- Ejercicio breve A
Responde con datos del extracto sobre piezas arqueológicas:
(i) ¿Cuántas monedas de plata contenían los dos cuencos hallados en El Castillo de las Guardas?
(ii) ¿En qué lugar aparecieron los ojos recortados en la lámina de plata?
(iii) ¿Dónde se conserva el conjunto original de los candeleros de Lebrija?

_ _ _ _ _ _ _

Al tesoro de Mairena tenemos que ponerlo en relación con los momentos de intranquilidad política que vivieron los indígenas en la segunda mitad del s. III a.C., con motivo de la guerra en nuestro suelo entre cartagineses y romanos, en la cual, tanto unos como otros les despojaron de sus bienes, lo que les movió con cierta frecuencia a esconderlos, sobre todo las joyas, que unas veces serían después recuperadas y otras no, como en este caso.
Fruto de otro ocultamiento, relacionado éste con las guerras civiles entre romanos que se desarrollarán en nuestro suelo, serán los dos cuencos parabólicos de plata que, cerrado uno sobre otro, encajados por sus bocas, aparecieron el El Castillo de las Guardas, conteniendo en su interior un tesorillo de monedas de plata, 108 denarios de época republicana, que nos ayudarán a situar el escondrijo en la época de Sertorio, a principios del siglo I a.C.
Los ojos recortados en la lámina de plata se han considerado como un exvoto de época ibérica. Aparecieron en Alhonoz (Herrera - Écija), entre los restos de un posible santuario, cuyos ajuares, con una diosa Minerva, podremos ver en la sala X.
Los dos altos candeleros son una reproducción del conjunto que apareció en Lebrija, a orillas del Mar Tartésico, y que se conserva en el Museo Arqueológico Nacional de Madrid. De plena época tartésica, sirvieron como soportes de luz o incensarios en honor de una divinidad que no conocemos, pero a la que puedo acudirse como protectora de las travesías y garante de las transacciones comerciales, en algún santuario de la antigua Nabrissa, del que nada se ha conservado. En la actualidad, sin embargo, se piensa en la posibilidad de que no fueran candeleros para la divinidad, sino representación simbólica de la divinidad misma, como en el caso de los betilos de El Carambolo y que pudieran tratarse de regalos regios o de la élite indígena involucrada en el negocio comercial a finales del s. VIII o principios del VII a.C.

_ _ _ _ _ _ _

- Ejercicio breve B
Expresa como lista JSON de cadenas el tramo del listado que va desde la línea que contiene "For our annual mammal census, mark every soft" hasta la que contiene "[197,162,270,276]", ambas incluidas. Usa una cadena por línea y omite las líneas en blanco.

- Listado original
_ _ _ _ _ _ _

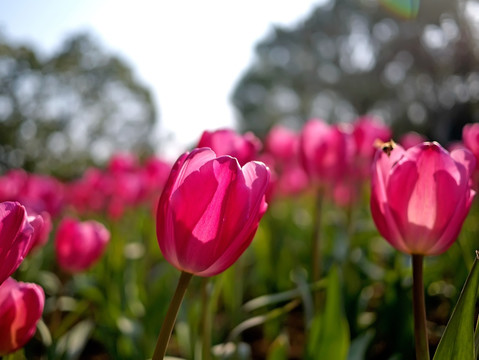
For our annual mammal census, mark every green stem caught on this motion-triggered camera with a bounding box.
[412,254,429,360]
[311,188,323,310]
[201,278,211,360]
[152,271,193,360]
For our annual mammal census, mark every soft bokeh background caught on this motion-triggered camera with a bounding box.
[0,0,479,177]
[0,0,321,156]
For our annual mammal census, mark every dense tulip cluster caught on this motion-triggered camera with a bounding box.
[0,116,479,360]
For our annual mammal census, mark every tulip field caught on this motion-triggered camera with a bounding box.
[0,116,479,360]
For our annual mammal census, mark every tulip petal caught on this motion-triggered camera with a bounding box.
[370,146,405,251]
[0,278,45,355]
[0,202,33,284]
[197,162,270,276]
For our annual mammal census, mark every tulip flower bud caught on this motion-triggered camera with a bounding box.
[55,218,110,273]
[300,119,354,185]
[0,278,45,356]
[371,142,475,255]
[0,201,33,284]
[27,211,52,254]
[156,148,270,276]
[197,129,261,166]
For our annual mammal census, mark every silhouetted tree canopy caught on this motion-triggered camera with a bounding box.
[0,34,156,176]
[233,0,479,141]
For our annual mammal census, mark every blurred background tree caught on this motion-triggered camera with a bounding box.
[232,0,479,142]
[0,34,157,177]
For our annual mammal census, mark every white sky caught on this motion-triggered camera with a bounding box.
[0,0,324,158]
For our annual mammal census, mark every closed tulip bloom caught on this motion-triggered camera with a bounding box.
[0,201,33,284]
[27,211,52,253]
[0,278,45,356]
[55,218,110,273]
[399,131,427,150]
[156,148,270,276]
[300,119,354,184]
[197,129,261,166]
[462,123,479,166]
[371,142,475,255]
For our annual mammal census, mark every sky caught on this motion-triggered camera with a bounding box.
[0,0,325,158]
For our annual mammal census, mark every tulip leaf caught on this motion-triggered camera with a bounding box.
[266,334,289,360]
[307,266,350,360]
[434,251,479,360]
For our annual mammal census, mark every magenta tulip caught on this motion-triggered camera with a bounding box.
[371,142,475,255]
[399,131,427,150]
[462,123,479,166]
[0,278,45,355]
[27,211,52,253]
[300,119,354,185]
[156,148,270,276]
[354,116,392,180]
[197,129,261,166]
[55,218,110,273]
[0,201,33,284]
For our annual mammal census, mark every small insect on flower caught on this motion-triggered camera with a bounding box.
[374,139,396,157]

_ _ _ _ _ _ _

- Solución completa A
(i) 108 denarios de época republicana.
(ii) En Alhonoz (Herrera - Écija), entre los restos de un posible santuario.
(iii) En el Museo Arqueológico Nacional de Madrid.

- Solución completa B
[
  "For our annual mammal census, mark every soft bokeh background caught on this motion-triggered camera with a bounding box.",
  "[0,0,479,177]",
  "[0,0,321,156]",
  "For our annual mammal census, mark every dense tulip cluster caught on this motion-triggered camera with a bounding box.",
  "[0,116,479,360]",
  "For our annual mammal census, mark every tulip field caught on this motion-triggered camera with a bounding box.",
  "[0,116,479,360]",
  "For our annual mammal census, mark every tulip petal caught on this motion-triggered camera with a bounding box.",
  "[370,146,405,251]",
  "[0,278,45,355]",
  "[0,202,33,284]",
  "[197,162,270,276]"
]